**Data extract**

# # # # #

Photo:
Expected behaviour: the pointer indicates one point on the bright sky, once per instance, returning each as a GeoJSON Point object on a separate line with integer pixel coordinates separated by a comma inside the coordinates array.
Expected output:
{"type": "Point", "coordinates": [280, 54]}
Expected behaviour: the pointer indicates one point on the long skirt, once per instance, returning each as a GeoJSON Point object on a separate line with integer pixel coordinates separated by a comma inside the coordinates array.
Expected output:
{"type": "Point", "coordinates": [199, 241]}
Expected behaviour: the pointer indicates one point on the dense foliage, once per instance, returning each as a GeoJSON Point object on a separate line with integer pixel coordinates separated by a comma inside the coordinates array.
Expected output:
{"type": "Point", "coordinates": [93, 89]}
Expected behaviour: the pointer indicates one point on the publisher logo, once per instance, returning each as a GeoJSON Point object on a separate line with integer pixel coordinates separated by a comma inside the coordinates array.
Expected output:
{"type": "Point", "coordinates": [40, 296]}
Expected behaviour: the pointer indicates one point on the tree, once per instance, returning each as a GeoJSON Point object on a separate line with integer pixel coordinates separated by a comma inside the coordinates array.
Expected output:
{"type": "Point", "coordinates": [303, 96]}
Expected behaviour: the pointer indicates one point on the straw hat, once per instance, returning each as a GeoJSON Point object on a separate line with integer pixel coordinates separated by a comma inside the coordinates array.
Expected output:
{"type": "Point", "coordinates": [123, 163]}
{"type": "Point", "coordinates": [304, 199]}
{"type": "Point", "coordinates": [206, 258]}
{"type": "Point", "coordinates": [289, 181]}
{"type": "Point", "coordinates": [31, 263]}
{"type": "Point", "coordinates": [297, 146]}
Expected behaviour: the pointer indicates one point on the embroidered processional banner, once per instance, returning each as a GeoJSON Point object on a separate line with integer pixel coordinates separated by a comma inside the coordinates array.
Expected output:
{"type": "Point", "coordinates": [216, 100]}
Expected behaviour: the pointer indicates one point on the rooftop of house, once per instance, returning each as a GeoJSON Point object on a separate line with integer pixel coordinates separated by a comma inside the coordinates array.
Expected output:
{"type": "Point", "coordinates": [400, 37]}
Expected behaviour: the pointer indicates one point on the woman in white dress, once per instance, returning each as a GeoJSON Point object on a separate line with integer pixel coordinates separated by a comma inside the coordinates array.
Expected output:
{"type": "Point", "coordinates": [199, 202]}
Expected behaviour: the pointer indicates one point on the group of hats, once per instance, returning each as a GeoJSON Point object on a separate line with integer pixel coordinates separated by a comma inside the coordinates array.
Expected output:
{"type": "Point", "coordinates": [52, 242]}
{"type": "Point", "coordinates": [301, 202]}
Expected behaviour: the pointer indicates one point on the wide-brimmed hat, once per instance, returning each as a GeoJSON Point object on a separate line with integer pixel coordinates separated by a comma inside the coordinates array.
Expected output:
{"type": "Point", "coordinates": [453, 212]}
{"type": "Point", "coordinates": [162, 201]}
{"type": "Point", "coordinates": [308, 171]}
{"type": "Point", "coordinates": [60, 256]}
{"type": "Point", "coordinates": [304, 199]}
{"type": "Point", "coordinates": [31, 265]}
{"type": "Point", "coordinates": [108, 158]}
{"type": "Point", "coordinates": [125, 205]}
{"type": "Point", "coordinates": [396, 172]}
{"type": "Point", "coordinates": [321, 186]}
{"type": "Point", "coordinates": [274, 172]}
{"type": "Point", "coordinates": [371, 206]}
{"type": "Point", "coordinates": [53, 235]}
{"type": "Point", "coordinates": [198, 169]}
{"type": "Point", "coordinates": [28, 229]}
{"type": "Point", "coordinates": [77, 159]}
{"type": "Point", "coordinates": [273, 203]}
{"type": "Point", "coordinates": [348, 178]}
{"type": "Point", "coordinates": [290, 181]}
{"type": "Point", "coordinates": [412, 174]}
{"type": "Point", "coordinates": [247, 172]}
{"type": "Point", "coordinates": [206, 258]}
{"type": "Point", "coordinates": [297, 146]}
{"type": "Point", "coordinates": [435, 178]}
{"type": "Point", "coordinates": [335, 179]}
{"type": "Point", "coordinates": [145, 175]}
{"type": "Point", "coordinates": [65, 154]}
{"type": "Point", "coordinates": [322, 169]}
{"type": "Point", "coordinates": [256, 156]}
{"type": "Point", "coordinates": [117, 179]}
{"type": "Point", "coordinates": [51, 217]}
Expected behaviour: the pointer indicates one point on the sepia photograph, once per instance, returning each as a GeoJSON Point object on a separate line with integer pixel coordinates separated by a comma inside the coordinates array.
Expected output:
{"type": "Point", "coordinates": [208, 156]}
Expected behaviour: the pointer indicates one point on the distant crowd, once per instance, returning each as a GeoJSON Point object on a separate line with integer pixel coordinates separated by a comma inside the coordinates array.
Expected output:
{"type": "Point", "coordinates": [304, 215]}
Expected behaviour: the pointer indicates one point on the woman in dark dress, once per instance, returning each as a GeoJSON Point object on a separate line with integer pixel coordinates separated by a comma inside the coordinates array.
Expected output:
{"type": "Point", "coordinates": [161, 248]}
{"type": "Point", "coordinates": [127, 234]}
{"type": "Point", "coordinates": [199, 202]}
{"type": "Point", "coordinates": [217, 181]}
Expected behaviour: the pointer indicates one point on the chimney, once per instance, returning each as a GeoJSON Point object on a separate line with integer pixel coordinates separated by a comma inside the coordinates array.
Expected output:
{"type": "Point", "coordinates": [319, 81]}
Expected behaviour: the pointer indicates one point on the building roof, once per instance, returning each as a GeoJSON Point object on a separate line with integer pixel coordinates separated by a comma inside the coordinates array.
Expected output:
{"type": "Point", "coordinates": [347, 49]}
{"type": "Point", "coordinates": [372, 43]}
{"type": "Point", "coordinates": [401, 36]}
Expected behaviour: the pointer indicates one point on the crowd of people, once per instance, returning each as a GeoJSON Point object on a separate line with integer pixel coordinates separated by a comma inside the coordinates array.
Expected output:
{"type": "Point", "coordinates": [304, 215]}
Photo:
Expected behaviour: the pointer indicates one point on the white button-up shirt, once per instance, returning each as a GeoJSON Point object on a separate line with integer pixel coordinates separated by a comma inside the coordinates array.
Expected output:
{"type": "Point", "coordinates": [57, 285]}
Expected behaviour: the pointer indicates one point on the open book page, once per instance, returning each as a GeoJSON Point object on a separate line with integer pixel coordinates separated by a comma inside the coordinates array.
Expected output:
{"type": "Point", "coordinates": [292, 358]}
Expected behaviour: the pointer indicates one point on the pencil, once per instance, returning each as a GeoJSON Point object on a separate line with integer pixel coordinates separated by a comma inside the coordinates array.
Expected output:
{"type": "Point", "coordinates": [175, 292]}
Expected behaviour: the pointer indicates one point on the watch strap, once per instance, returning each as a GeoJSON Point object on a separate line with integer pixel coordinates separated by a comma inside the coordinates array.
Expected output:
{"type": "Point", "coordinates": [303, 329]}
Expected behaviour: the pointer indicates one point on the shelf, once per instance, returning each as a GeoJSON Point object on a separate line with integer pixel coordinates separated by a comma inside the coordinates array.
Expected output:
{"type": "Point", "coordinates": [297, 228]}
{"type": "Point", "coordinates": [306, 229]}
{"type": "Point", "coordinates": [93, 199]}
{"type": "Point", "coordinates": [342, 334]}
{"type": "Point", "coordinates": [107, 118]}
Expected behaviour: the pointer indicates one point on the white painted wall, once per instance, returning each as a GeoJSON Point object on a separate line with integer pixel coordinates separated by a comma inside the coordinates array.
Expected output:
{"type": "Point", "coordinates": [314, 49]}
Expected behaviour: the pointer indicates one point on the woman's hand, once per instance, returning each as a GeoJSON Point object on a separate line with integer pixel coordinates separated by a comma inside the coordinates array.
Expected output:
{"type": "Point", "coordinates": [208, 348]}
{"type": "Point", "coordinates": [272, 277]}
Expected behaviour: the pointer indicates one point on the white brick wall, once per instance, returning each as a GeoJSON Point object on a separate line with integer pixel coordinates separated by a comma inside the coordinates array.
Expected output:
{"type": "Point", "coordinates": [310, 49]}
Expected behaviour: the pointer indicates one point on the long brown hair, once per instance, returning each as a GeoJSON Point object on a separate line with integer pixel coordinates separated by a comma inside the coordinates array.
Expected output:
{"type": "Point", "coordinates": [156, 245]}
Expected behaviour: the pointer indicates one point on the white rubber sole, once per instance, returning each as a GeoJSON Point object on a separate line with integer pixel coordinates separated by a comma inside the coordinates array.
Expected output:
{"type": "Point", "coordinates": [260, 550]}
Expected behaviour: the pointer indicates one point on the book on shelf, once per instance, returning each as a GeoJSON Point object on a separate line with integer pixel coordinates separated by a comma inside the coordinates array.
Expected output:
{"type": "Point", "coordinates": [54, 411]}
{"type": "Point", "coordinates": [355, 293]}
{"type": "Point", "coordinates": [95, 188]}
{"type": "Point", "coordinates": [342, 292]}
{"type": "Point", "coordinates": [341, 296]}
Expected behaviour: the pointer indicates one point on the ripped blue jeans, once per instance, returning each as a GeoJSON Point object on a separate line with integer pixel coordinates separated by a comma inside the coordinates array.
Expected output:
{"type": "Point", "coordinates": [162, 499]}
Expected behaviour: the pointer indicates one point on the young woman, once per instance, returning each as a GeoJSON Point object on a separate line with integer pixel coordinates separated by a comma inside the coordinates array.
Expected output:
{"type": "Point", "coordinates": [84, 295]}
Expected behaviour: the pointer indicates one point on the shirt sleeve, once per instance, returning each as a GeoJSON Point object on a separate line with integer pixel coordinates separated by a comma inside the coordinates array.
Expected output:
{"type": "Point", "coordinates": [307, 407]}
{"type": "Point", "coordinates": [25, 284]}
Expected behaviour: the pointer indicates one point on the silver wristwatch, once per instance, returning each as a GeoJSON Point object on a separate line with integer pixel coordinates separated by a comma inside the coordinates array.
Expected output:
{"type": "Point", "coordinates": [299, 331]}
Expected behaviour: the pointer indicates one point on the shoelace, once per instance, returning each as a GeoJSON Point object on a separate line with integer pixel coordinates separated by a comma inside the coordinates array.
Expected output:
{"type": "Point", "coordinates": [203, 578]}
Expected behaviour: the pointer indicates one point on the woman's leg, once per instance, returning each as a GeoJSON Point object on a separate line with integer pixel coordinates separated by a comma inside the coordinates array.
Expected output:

# # # # #

**Your instructions**
Please show every line of the material that contains the string "shirt".

**Written response**
Expected behaviour: the pointer indicates one point on the white button-up shirt, once per instance, returning each as a GeoJSON Point object on a separate line with integer pixel coordinates separated by a comma inside the coordinates array.
Expected behaviour: the pointer indicates one point on the shirt sleeve, once per instance, returning each as a GeoJSON Point object on a separate line with integer pixel coordinates separated by a comma inside the coordinates array.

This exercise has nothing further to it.